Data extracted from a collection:

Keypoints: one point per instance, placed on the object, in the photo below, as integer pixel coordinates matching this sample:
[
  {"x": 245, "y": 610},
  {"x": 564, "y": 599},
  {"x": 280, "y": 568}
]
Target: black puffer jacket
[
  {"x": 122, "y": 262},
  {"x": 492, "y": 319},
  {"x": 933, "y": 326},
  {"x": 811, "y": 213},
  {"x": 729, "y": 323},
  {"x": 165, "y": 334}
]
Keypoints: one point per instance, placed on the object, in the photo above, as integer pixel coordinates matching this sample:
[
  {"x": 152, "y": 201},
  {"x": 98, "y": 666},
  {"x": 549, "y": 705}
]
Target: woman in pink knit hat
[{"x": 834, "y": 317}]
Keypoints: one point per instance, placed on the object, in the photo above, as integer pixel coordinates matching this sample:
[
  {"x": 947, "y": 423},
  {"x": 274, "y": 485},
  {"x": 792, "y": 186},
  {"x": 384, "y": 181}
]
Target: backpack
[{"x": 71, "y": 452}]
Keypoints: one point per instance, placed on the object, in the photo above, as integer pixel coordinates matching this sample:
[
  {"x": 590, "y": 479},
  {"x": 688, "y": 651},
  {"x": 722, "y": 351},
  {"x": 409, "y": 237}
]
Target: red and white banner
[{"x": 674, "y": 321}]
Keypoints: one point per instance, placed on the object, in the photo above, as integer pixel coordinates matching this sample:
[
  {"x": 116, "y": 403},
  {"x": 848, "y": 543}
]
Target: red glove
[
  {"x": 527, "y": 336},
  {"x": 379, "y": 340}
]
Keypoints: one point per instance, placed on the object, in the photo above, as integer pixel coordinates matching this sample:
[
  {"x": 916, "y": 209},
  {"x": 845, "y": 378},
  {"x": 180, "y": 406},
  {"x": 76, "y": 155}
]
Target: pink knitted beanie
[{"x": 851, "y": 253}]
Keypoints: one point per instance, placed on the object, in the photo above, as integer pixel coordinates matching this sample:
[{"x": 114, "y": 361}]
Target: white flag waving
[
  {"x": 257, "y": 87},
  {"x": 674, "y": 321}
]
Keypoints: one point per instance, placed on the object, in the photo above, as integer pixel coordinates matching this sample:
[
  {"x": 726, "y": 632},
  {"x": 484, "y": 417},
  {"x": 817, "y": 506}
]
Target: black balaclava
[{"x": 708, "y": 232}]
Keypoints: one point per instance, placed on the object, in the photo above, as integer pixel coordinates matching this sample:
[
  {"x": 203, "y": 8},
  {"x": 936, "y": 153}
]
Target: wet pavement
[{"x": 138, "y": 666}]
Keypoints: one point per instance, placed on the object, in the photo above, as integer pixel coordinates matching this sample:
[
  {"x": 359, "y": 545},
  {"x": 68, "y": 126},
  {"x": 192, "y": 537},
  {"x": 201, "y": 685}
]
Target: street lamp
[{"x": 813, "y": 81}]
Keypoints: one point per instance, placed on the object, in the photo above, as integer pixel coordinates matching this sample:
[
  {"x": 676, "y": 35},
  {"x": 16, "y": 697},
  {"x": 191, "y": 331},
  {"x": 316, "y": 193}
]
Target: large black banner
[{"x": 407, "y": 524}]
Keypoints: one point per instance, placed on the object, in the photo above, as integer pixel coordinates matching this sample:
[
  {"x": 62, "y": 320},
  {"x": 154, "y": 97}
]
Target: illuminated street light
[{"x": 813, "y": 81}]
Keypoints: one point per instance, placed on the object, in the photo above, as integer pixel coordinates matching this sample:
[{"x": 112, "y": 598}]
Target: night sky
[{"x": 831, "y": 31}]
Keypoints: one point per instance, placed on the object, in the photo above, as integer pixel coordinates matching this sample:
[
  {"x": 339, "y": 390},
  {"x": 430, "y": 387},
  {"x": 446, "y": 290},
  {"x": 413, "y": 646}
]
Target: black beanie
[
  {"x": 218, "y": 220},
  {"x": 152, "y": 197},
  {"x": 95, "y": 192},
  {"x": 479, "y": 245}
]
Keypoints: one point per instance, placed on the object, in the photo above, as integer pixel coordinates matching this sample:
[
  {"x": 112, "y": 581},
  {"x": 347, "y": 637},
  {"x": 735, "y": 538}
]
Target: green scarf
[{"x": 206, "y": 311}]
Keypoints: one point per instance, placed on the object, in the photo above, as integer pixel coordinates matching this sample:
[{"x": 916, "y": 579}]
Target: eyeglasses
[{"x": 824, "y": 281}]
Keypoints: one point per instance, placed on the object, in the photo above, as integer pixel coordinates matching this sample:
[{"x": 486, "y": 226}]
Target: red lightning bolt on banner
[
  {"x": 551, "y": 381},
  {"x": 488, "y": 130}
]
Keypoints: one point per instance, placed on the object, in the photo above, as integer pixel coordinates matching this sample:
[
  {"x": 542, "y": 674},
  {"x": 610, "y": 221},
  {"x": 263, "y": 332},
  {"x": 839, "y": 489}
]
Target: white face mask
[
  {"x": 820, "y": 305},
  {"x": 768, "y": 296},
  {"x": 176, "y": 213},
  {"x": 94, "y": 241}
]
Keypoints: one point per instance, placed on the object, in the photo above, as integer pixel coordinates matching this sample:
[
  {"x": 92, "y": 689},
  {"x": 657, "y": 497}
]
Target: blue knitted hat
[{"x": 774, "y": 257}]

▶ [Exercise]
Print the records above in full, exactly.

▶ [Reply]
Keypoints: one point per instance, placed on the object, in the photo below, as integer pixel coordinates matching this sample:
[
  {"x": 245, "y": 610},
  {"x": 564, "y": 599},
  {"x": 280, "y": 568}
]
Target: black puffer jacket
[
  {"x": 122, "y": 262},
  {"x": 492, "y": 319},
  {"x": 933, "y": 326},
  {"x": 811, "y": 213},
  {"x": 729, "y": 323},
  {"x": 165, "y": 334}
]
Keypoints: one point per instance, placed on the object, in the photo above, as integer pixel coordinates matching this sample:
[
  {"x": 152, "y": 201},
  {"x": 98, "y": 666},
  {"x": 549, "y": 705}
]
Target: woman in pink knit hat
[{"x": 834, "y": 317}]
Keypoints: one point per instance, placed on the object, in the photo above, as integer pixel coordinates matching this sample:
[
  {"x": 947, "y": 423},
  {"x": 274, "y": 485},
  {"x": 792, "y": 186},
  {"x": 384, "y": 181}
]
Target: backpack
[{"x": 71, "y": 452}]
Keypoints: one point per instance, placed on the object, in the photo above, as integer pixel coordinates matching this sample:
[
  {"x": 590, "y": 479},
  {"x": 688, "y": 651},
  {"x": 722, "y": 351},
  {"x": 409, "y": 237}
]
Target: red and white banner
[{"x": 674, "y": 321}]
Keypoints: one point per instance, placed on the object, in the photo above, as integer pixel coordinates matching this sample:
[
  {"x": 116, "y": 403},
  {"x": 848, "y": 543}
]
Target: red glove
[
  {"x": 527, "y": 336},
  {"x": 379, "y": 340}
]
Keypoints: one point per instance, placed on the object, in the photo above, as integer pixel coordinates matching this sample:
[
  {"x": 916, "y": 209},
  {"x": 845, "y": 378},
  {"x": 180, "y": 406},
  {"x": 76, "y": 155}
]
Target: pink knitted beanie
[{"x": 851, "y": 253}]
Keypoints: one point per instance, placed on the object, in the photo above, as integer pixel coordinates matching this sample:
[{"x": 114, "y": 361}]
Target: white flag waving
[
  {"x": 257, "y": 87},
  {"x": 674, "y": 321}
]
Keypoints: one point per instance, placed on the object, in the photo above, as integer pixel coordinates matching this sample:
[
  {"x": 726, "y": 632},
  {"x": 484, "y": 417},
  {"x": 817, "y": 506}
]
Target: black balaclava
[{"x": 708, "y": 232}]
Keypoints: one point per instance, placed on the object, in the photo above, as integer pixel coordinates matching this sample:
[
  {"x": 203, "y": 8},
  {"x": 936, "y": 153}
]
Target: wet pavement
[{"x": 138, "y": 666}]
Keypoints: one point per instance, placed on the object, in the photo above, as integer pixel coordinates matching this sample:
[
  {"x": 359, "y": 545},
  {"x": 68, "y": 126},
  {"x": 192, "y": 537},
  {"x": 201, "y": 685}
]
Target: street lamp
[{"x": 813, "y": 81}]
Keypoints: one point per instance, placed on the object, in the photo above, as integer pixel coordinates matching this sample:
[
  {"x": 676, "y": 35},
  {"x": 16, "y": 697},
  {"x": 191, "y": 331},
  {"x": 316, "y": 193}
]
Target: large black banner
[{"x": 407, "y": 524}]
Keypoints: one point per instance, placed on the object, in the photo above, as integer pixel coordinates matching this sample:
[
  {"x": 62, "y": 320},
  {"x": 154, "y": 97}
]
Target: illuminated street light
[{"x": 813, "y": 81}]
Keypoints: one point per instance, placed on the object, in the photo above, as integer pixel coordinates matching this sample:
[{"x": 112, "y": 598}]
Target: night sky
[{"x": 831, "y": 31}]
Keypoints: one point per instance, placed on the object, in the photo above, as integer pixel coordinates matching this sample:
[
  {"x": 339, "y": 390},
  {"x": 430, "y": 387},
  {"x": 446, "y": 290},
  {"x": 413, "y": 646}
]
Target: black beanie
[
  {"x": 218, "y": 220},
  {"x": 152, "y": 197},
  {"x": 95, "y": 192},
  {"x": 479, "y": 245}
]
Keypoints: one point per instance, placed on the object, in the photo above, as integer pixel coordinates matching this sample:
[
  {"x": 112, "y": 581},
  {"x": 347, "y": 637},
  {"x": 735, "y": 538}
]
Target: green scarf
[{"x": 206, "y": 311}]
Keypoints: one point per instance, placed on the object, in the photo above, as integer pixel coordinates matching this sample:
[{"x": 916, "y": 579}]
Target: eyeglasses
[{"x": 824, "y": 281}]
Keypoints: one point per instance, placed on the object, in the photo above, as integer pixel coordinates matching this sample:
[{"x": 486, "y": 226}]
Target: red lightning bolt on banner
[
  {"x": 551, "y": 381},
  {"x": 488, "y": 130}
]
Keypoints: one point per instance, placed on the object, in the photo above, as integer pixel coordinates matching this sample:
[
  {"x": 542, "y": 674},
  {"x": 610, "y": 221},
  {"x": 263, "y": 332},
  {"x": 839, "y": 489}
]
Target: white face mask
[
  {"x": 820, "y": 305},
  {"x": 768, "y": 296},
  {"x": 176, "y": 213},
  {"x": 94, "y": 241}
]
Keypoints: one point per instance, placed on the object, in the photo above, as integer pixel coordinates matching this sample:
[
  {"x": 92, "y": 689},
  {"x": 657, "y": 497}
]
Target: blue knitted hat
[{"x": 774, "y": 257}]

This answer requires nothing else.